- QUOTED TEXT:
Probably the same day she last played skee ball, I thought as I nibbled on my grilled havarti-cheese-and-pesto sandwich, which didn’t taste half as good as it sounded on the menu.

The dessert tray is nearly as large as a Tilt-a-Whirl and artfully arranged with shiny plastic reproductions of the featured Dave & Buster’s desserts. The real edible sweets are all made in some big commissary somewhere, but they arrive in Wyandotte County looking very pretty. We shared a slab of the chocolate silk pie and a slice of the fudgy layer cake, along with one of D&B’s “signature” desserts: a basket of freshly made doughnut holes, dusted with sugar and served warm with two little plastic cups of dipping sauces, chocolate and mixed berry.

“They don’t taste like they were just fried,” Lou Jane noted after biting into one of the pastry balls. “Maybe they just microwaved them.”

So our meal that night didn’t win any culinary prizes. It was satisfying enough, even imaginative in a couple of cases. But it didn’t set off any bells and whistles, mostly because the menu was heavily influenced by other midrange, casual chain restaurants, especially T.G.I. Friday’s.

- SOURCE MATERIAL:

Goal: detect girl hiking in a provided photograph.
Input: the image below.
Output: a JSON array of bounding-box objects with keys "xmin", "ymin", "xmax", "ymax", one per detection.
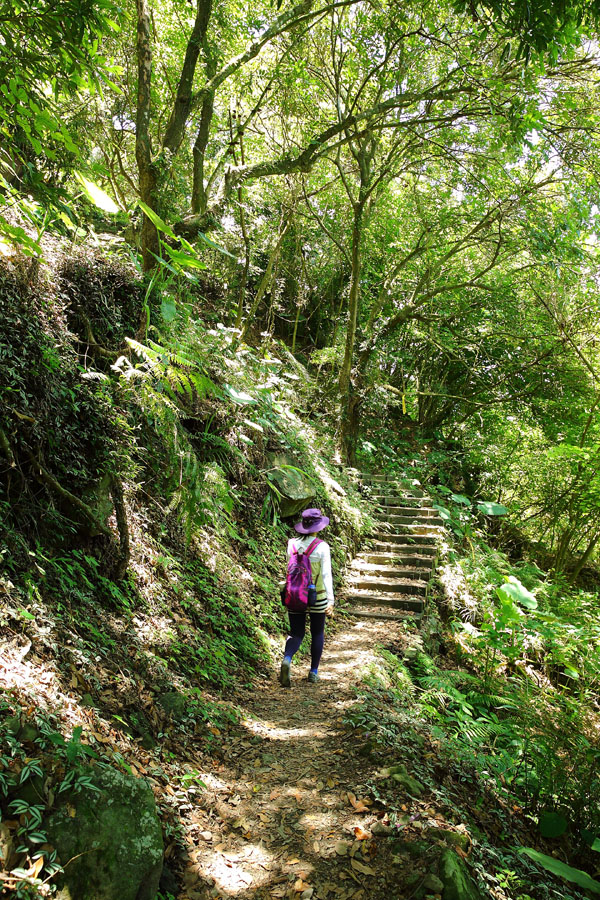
[{"xmin": 279, "ymin": 509, "xmax": 334, "ymax": 687}]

- WORK INSTRUCTIONS:
• A. In the Dave & Buster's review, which two dipping sauces come with the doughnut holes?
• B. Using the Dave & Buster's review, explain in one to three sentences why the meal "didn't set off any bells and whistles."
The listing plays no part in this exercise.

- ANSWERS FOR THE EXERCISE:
• A. Chocolate and mixed berry.

• B. The meal was satisfying and even imaginative in a couple of cases. It didn't stand out mostly because the menu was heavily influenced by other midrange, casual chain restaurants, especially T.G.I. Friday's.